• Vorliegender Textauszug:

* * *

Realen Schiffbruch mit ihren Ideen und Biographien erleiden diese Russen, wenn sie ihr Land physisch verlassen, es aber auch in Paris oder London immer dabei haben. Im zweiten Teil wird Alexander Herzen zur zentralen Figur. Matze Vogel macht ihn zu einem überlegten Strategen, der in all den politischen und privaten Katastrophen nicht nur der bleibt, an den sich alle immer wieder wenden, wenn sie Geld brauchen. Er macht ihn auch zu einem Sympathieträger in den persönlichen Katastrophen. Sogar, wenn ihm einmal der Kragen platzt und er seiner Frau eine scheuert, als sie ihm ihr Verhältnis zu dem von Lukas Schrenk als halbseidenen Sonnyboy gezeichneten Georg Herwegh (1817–1875) gesteht.
Stoppard bricht den Widerspruch zwischen revolutionärem Elan und den Verhältnissen, die ihn ausbremsen immer mehr auch aufs Private herunter. Auf ein Geflecht von Beziehungen, in deren Aufkeimen und Zerbrechen auch die Nebenrollen der Frauen im Leben „ihrer“ Männer in den Blick geraten. Die Entschiedenheit, mit der Lina Habicht die deutsche Schriftstellerin Malwida von Meysenburg (1816–1903) ihre Rolle als Erzieherin der Töchter von Herzen ausfüllen lässt, ist da eine, auch von den anderen Frauen unterlaufene, Ausnahme.

* * *

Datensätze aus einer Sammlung
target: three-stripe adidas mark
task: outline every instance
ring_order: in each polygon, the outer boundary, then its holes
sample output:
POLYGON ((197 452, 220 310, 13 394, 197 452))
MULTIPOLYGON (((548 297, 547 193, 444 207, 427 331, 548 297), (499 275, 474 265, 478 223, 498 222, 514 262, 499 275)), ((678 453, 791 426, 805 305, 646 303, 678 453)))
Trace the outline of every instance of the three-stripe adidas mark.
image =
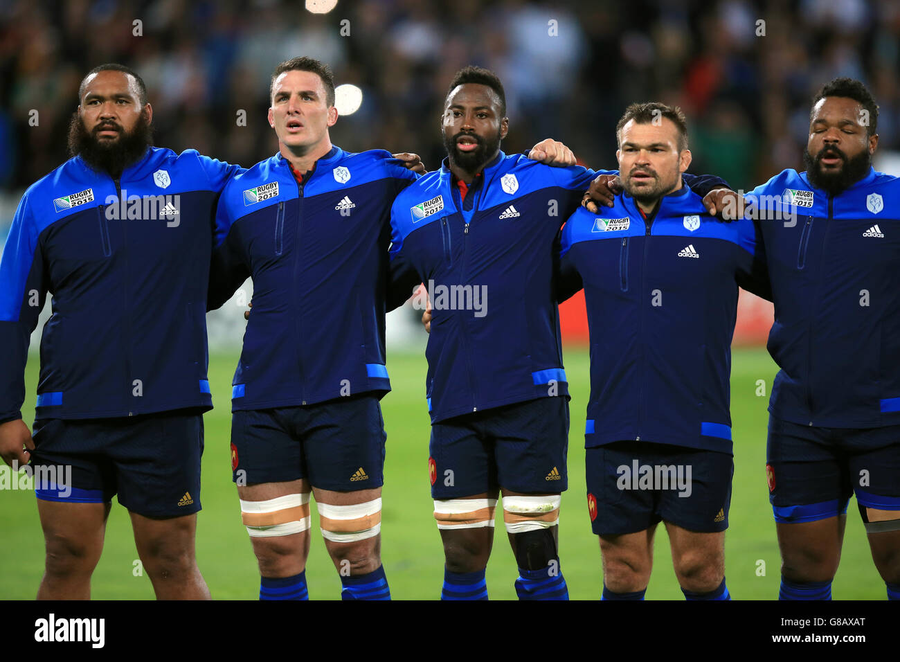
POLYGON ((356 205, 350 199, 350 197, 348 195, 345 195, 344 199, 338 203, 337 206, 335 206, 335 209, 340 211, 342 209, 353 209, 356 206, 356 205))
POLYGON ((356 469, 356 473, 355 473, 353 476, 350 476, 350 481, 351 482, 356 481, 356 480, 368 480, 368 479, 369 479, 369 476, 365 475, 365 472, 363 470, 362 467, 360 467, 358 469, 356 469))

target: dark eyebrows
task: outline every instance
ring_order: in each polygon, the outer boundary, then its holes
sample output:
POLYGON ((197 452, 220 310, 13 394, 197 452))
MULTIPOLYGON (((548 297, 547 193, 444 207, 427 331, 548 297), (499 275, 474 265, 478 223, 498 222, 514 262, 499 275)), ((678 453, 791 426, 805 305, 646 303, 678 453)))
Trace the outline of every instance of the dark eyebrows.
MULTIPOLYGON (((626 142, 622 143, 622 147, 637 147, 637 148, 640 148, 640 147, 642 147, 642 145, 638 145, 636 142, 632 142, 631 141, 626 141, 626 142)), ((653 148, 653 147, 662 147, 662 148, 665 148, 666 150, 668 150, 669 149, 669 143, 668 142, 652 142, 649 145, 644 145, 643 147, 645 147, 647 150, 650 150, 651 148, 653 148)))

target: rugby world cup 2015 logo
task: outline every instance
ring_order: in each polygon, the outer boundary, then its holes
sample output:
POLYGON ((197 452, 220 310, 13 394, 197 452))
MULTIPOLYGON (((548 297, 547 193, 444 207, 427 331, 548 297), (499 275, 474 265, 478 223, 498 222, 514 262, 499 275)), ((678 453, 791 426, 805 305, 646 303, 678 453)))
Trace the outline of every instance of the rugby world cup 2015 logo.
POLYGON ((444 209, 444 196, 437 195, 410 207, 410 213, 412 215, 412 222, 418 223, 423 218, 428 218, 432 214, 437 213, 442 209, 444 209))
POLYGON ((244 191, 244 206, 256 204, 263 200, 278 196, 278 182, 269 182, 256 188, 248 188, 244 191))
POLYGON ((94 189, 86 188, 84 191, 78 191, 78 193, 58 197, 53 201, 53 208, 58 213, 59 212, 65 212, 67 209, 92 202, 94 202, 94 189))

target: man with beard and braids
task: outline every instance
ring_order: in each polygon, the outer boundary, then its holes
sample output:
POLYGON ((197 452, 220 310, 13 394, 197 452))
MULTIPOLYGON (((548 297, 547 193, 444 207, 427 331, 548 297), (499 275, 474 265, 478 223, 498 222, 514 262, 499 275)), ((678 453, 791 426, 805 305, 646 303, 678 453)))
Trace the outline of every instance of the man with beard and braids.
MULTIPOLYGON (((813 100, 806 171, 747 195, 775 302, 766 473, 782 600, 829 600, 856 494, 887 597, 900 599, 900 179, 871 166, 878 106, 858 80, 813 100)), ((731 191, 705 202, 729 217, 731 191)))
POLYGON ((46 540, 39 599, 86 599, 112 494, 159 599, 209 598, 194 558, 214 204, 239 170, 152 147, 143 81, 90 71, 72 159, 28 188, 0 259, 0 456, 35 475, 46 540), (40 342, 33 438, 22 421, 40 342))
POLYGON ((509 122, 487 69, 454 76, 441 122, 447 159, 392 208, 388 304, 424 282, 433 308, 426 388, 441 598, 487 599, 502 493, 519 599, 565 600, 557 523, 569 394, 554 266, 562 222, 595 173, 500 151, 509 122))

* * *

• Gestellte Aufgaben:
A: Schreib aus dem Text über die Stoppard-Inszenierung die Stelle zwischen „Realen Schiffbruch mit“ und „Herwegh (1817–1875) gesteht.“ wortgetreu ab, beide Enden eingeschlossen.
B: Nimm den Text über die Stoppard-Inszenierung nach seinem letzten Satz auf und schreib ihn weiter.

• Antworten im Einzelnen:
A:
Realen Schiffbruch mit ihren Ideen und Biographien erleiden diese Russen, wenn sie ihr Land physisch verlassen, es aber auch in Paris oder London immer dabei haben. Im zweiten Teil wird Alexander Herzen zur zentralen Figur. Matze Vogel macht ihn zu einem überlegten Strategen, der in all den politischen und privaten Katastrophen nicht nur der bleibt, an den sich alle immer wieder wenden, wenn sie Geld brauchen. Er macht ihn auch zu einem Sympathieträger in den persönlichen Katastrophen. Sogar, wenn ihm einmal der Kragen platzt und er seiner Frau eine scheuert, als sie ihm ihr Verhältnis zu dem von Lukas Schrenk als halbseidenen Sonnyboy gezeichneten Georg Herwegh (1817–1875) gesteht.

B:
„Die Küste Utopias“ ist ein grandioses Stück Theater! Henriette Hörnigk und ihr großartiges Ensemble nutzen das Komödiantische in all der Tragik des Scheiterns als Treibstoff und mit sicherem Instinkt für ein treffsicheres Timing. Und für ein Theater, das seinen Möglichkeiten vertraut.
Das Schwarze Quadrat a la Kasimir Malewitsch auf dem Zwischenvorhang erinnert an den künstlerischen Aufbruch, der auch in Russland immer wieder einmal in der Zukunft der damaligen Gegenwart aufflackerte. Wenn aber wie jetzt die Mündungssalven der Kanonen in der Dunkelheit aufblitzen, ist da nicht eine Fahrt an die Küste Utopias nötiger denn je? Selbst dann, wenn wieder der große Schiffbruch droht?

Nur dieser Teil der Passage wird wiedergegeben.